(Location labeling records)
-=-=-=-=-

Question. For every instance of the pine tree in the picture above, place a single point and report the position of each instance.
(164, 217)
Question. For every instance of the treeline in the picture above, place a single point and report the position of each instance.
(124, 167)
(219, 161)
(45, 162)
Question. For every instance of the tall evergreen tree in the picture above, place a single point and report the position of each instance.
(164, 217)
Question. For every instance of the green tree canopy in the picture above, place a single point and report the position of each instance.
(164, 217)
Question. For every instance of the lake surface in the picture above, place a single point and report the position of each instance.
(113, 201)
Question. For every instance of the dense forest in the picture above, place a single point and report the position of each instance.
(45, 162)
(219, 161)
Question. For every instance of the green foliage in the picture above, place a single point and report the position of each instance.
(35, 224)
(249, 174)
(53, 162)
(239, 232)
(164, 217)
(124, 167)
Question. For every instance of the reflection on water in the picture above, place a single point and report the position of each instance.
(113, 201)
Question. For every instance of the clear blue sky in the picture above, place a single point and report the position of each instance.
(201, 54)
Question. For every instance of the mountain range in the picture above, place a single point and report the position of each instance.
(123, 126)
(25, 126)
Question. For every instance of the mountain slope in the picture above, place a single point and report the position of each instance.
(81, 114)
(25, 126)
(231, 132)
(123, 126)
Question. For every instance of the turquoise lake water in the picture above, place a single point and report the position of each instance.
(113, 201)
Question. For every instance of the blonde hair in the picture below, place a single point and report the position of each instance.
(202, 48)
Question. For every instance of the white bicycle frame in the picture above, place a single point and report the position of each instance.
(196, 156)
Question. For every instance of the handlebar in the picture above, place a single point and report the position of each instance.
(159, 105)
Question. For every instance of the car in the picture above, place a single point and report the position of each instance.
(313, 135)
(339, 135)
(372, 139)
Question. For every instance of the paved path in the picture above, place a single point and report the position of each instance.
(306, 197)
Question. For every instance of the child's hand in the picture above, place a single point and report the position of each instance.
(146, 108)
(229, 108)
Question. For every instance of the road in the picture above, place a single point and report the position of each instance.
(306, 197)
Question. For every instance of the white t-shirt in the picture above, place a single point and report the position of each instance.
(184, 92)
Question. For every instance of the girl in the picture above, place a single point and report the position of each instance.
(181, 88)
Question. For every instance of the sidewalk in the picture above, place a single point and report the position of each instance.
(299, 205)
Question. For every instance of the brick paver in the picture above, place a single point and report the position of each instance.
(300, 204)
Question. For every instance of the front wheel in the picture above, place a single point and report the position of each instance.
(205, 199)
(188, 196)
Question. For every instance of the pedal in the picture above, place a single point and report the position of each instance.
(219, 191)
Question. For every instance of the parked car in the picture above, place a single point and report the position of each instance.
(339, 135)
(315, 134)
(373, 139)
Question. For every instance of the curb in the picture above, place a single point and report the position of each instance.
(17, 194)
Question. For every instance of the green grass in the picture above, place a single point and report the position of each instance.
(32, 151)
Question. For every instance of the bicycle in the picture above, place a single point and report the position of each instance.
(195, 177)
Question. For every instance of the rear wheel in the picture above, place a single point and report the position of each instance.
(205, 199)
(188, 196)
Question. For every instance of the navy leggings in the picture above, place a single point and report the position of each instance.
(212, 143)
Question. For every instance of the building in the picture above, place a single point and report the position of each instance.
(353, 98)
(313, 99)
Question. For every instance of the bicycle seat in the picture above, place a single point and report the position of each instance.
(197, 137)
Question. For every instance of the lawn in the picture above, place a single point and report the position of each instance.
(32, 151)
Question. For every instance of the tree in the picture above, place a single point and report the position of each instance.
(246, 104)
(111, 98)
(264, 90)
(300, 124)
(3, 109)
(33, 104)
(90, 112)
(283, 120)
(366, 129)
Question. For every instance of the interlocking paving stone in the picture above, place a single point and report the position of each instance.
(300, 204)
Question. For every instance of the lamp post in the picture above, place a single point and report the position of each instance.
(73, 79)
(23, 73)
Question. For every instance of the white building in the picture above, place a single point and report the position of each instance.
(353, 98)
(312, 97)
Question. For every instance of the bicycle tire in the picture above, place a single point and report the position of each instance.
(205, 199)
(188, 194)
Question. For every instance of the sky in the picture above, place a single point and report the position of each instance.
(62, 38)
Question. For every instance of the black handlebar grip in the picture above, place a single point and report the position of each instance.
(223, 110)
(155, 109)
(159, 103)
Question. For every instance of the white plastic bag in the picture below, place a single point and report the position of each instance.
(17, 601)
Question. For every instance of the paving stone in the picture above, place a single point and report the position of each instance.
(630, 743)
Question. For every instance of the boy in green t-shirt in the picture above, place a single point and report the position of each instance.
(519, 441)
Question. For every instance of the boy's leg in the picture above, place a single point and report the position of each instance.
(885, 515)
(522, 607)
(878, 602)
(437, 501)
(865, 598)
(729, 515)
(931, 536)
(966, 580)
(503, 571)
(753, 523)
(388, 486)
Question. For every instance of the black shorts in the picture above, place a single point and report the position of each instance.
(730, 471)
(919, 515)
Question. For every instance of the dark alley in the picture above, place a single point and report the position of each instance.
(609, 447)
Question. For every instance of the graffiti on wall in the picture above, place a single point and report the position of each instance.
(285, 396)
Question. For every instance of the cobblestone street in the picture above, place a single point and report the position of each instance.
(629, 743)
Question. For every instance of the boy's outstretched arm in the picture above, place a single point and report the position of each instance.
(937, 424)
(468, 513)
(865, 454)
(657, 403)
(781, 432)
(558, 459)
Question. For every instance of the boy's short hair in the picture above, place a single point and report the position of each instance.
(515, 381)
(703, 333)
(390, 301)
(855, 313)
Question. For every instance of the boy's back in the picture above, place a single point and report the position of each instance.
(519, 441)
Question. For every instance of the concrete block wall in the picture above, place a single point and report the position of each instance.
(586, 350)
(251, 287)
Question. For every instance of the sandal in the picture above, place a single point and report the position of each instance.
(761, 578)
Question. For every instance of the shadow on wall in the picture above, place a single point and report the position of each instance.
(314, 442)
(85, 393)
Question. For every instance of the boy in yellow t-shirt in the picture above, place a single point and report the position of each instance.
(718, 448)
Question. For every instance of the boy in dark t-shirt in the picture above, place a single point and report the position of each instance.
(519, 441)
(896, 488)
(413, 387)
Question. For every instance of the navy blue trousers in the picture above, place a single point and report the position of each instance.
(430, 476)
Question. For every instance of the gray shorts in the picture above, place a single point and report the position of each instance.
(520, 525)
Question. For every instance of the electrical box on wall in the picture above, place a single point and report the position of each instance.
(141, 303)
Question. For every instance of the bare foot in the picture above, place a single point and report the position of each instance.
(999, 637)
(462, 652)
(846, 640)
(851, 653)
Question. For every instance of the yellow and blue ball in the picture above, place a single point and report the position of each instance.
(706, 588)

-=-=-=-=-

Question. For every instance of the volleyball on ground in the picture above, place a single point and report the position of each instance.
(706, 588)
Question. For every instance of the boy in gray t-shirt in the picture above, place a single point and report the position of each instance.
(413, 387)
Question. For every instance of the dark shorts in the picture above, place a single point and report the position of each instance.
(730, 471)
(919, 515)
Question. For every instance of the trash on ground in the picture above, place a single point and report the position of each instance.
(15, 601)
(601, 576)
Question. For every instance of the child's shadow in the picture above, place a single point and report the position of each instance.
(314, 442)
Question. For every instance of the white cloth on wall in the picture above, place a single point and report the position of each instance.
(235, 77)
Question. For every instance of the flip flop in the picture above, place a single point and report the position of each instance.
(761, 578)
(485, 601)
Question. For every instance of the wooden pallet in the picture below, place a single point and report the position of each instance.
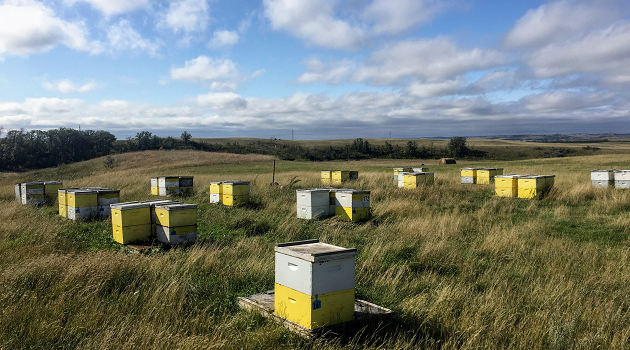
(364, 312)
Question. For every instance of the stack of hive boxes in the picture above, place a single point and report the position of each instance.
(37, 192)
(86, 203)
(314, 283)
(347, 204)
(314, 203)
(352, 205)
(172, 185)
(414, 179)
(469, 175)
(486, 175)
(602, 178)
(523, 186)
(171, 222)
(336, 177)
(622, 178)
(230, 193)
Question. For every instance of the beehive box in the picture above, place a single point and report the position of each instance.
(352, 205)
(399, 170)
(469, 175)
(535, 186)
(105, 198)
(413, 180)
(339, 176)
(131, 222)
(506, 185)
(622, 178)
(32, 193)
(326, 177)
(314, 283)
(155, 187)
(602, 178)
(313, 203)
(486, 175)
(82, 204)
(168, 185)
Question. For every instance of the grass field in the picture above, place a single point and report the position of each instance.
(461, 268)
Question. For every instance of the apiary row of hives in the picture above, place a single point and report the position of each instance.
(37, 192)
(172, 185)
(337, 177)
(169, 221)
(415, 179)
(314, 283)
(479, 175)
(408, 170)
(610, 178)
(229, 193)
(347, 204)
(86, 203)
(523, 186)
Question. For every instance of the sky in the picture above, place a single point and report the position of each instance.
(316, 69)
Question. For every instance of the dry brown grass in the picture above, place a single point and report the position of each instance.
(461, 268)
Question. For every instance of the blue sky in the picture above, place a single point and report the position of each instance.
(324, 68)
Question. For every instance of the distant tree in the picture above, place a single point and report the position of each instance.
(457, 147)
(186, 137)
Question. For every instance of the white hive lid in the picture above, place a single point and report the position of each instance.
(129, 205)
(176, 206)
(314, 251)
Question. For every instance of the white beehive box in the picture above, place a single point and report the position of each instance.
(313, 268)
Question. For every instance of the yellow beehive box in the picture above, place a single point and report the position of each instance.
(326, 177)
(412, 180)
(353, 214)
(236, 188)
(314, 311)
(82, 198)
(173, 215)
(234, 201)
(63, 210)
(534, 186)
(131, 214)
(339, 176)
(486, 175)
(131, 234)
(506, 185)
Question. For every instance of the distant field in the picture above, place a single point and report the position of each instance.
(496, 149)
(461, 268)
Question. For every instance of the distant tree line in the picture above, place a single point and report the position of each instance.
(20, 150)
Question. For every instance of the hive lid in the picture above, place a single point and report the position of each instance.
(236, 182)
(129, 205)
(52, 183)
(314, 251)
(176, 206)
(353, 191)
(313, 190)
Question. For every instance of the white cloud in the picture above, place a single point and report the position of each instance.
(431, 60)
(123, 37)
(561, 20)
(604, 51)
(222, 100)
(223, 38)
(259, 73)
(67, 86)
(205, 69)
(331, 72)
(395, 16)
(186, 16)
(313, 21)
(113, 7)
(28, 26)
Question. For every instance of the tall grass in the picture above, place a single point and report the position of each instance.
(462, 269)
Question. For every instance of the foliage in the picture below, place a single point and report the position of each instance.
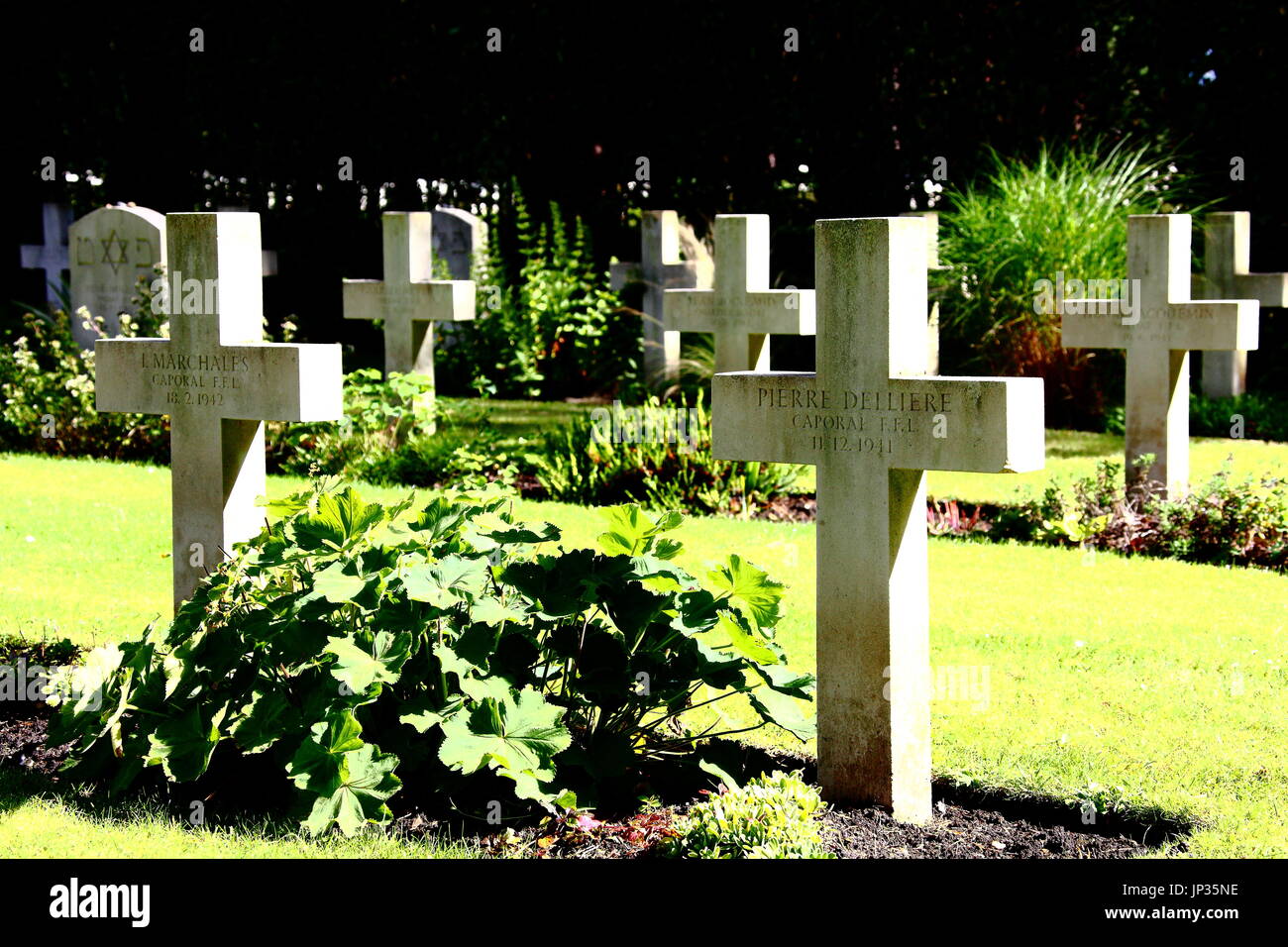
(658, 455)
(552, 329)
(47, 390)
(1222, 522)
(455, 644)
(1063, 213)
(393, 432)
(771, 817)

-=-=-=-=-

### Your task
Gather every line of the material above that contains the string "beehive", and copy each one in full.

### Result of this exercise
Question. For every instance of the beehive box in the picture above, place a single point and report the position of each instance.
Question. For every instance of the white beehive box in the picture above, place a single point and report the position of each instance.
Question. For every instance of the yellow beehive box in the picture above, place a single point and report the position of each instance.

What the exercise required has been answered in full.